**Provided material**.

::::::::

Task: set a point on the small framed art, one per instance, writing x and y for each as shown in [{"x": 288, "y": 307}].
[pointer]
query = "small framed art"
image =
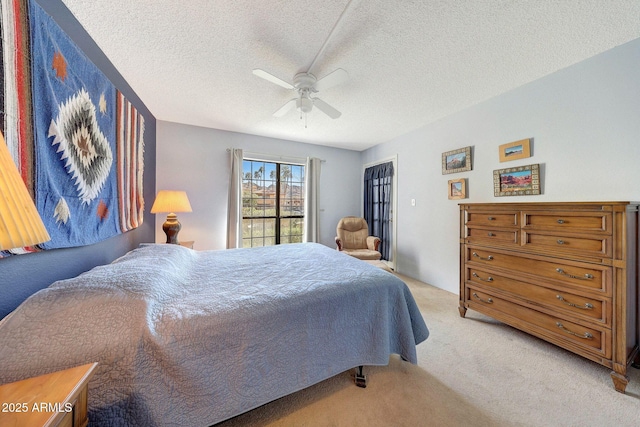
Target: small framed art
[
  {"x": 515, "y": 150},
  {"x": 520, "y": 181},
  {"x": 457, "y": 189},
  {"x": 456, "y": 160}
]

::::::::

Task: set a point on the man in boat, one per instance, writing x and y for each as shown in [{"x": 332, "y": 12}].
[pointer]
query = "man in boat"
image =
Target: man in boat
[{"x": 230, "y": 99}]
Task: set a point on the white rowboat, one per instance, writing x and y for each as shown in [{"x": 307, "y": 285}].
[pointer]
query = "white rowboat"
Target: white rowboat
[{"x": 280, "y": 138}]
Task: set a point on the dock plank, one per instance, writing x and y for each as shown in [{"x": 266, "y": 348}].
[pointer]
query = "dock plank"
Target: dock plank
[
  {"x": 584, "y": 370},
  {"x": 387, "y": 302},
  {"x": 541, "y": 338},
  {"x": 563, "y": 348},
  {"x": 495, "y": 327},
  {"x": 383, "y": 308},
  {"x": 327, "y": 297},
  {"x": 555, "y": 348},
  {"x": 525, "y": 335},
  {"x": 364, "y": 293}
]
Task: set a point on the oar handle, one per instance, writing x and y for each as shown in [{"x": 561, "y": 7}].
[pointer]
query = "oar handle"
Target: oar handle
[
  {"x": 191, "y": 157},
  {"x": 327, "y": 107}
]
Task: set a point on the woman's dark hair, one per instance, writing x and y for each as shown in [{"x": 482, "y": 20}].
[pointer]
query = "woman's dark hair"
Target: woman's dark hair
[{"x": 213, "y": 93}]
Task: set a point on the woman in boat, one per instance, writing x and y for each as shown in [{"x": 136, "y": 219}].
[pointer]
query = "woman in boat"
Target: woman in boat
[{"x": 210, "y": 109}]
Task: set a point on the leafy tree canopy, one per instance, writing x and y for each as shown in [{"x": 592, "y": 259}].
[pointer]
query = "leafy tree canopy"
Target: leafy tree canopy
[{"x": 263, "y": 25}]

::::::::

**Work to complete**.
Report how many lines in the entries hold the string "instance". Nothing but the number is wanted.

**Completed exercise**.
8